⟨

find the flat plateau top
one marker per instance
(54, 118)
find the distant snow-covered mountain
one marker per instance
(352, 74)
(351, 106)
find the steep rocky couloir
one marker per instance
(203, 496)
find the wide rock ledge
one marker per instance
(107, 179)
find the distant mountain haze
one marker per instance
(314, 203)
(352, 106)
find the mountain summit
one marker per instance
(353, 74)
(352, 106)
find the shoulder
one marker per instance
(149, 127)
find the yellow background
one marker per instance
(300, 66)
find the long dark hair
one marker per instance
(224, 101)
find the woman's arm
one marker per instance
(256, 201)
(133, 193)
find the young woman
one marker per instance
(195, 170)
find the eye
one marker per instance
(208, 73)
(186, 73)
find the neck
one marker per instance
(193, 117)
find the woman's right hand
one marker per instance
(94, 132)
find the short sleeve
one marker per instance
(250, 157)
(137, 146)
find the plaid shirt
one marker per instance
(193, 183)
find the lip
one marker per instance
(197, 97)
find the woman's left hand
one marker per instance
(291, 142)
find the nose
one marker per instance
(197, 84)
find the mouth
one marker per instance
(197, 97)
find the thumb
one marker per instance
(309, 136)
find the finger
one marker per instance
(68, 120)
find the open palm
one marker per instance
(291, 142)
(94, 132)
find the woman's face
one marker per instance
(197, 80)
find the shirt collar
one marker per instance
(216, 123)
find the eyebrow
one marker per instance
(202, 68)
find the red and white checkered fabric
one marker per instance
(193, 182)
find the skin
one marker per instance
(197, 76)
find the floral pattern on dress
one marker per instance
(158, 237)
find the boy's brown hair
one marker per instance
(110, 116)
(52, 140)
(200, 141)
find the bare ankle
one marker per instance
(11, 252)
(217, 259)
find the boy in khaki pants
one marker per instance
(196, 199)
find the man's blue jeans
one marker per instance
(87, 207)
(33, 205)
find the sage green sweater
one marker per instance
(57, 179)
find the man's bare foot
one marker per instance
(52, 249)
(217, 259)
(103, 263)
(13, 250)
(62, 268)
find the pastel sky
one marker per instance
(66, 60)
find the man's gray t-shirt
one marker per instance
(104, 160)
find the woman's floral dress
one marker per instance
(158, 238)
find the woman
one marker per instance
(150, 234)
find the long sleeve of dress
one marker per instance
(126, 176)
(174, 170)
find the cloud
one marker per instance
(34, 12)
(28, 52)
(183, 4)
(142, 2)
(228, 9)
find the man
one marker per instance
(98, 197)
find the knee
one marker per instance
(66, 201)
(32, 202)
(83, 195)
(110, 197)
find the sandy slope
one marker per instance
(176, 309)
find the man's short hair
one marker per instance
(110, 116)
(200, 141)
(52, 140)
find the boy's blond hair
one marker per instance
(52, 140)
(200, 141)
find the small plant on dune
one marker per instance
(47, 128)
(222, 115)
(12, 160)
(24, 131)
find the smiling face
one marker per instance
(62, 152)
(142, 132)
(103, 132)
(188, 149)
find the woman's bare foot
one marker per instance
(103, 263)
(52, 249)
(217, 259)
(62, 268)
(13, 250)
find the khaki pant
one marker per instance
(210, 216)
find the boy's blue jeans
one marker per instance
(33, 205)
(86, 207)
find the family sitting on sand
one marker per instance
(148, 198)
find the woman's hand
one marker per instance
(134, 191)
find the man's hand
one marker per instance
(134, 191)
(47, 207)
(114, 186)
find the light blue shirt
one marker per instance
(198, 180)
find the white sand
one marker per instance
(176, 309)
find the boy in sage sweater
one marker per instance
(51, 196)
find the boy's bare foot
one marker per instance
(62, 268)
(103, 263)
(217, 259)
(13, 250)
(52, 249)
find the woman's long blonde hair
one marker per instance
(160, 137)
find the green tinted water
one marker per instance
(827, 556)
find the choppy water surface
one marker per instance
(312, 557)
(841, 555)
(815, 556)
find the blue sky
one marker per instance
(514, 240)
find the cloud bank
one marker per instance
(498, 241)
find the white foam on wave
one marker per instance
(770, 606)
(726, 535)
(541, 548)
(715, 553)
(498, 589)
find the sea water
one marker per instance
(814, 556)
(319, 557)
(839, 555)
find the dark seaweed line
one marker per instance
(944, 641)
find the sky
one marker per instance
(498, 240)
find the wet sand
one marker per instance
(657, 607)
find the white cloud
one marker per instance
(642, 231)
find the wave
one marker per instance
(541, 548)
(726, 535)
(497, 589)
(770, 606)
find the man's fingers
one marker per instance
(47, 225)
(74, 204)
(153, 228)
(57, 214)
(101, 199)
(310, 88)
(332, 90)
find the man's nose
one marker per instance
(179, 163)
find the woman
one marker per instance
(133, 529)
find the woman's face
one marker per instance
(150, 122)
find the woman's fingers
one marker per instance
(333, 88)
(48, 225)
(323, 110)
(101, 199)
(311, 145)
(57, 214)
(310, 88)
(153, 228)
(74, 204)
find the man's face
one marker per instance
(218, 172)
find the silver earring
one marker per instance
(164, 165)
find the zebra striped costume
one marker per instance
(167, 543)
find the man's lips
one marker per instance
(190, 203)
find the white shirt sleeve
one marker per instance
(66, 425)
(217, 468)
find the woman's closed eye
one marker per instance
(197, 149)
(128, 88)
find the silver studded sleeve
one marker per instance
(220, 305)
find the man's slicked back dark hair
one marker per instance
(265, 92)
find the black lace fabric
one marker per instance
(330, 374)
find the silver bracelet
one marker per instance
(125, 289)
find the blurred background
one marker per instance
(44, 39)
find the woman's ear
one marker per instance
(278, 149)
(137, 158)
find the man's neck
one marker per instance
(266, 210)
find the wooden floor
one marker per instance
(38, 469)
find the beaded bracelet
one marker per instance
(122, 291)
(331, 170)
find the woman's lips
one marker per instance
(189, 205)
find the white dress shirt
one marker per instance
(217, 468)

⟩

Work to do. Copy out exactly the lines between the line with "find the woman's fingers" and the last line of the entries, counting both of those lines.

Written response.
find the woman's fingers
one marker per instance
(333, 88)
(48, 225)
(323, 110)
(101, 199)
(311, 145)
(57, 214)
(310, 88)
(153, 228)
(74, 204)
find the man's face
one marker per instance
(218, 172)
find the silver earring
one marker per instance
(164, 165)
find the zebra striped costume
one marker per instance
(167, 543)
find the man's lips
one marker per instance
(190, 203)
find the white shirt sleeve
one marker per instance
(66, 425)
(217, 468)
find the woman's closed eye
one marker per instance
(197, 149)
(128, 88)
find the silver studded sleeve
one marker per instance
(220, 305)
find the man's slicked back dark hair
one marker per instance
(265, 92)
find the black lace fabric
one marker per instance
(330, 374)
find the silver bracelet
one marker per instance
(125, 289)
find the blurred background
one marker per instance
(44, 39)
find the woman's ear
one marker per instance
(278, 149)
(137, 158)
find the man's neck
one marker per instance
(266, 210)
find the wooden floor
one marker per instance
(38, 469)
find the beaded bracelet
one marker per instance
(122, 291)
(331, 170)
find the woman's lips
one marker per instance
(189, 205)
find the white dress shirt
one marker per instance
(217, 468)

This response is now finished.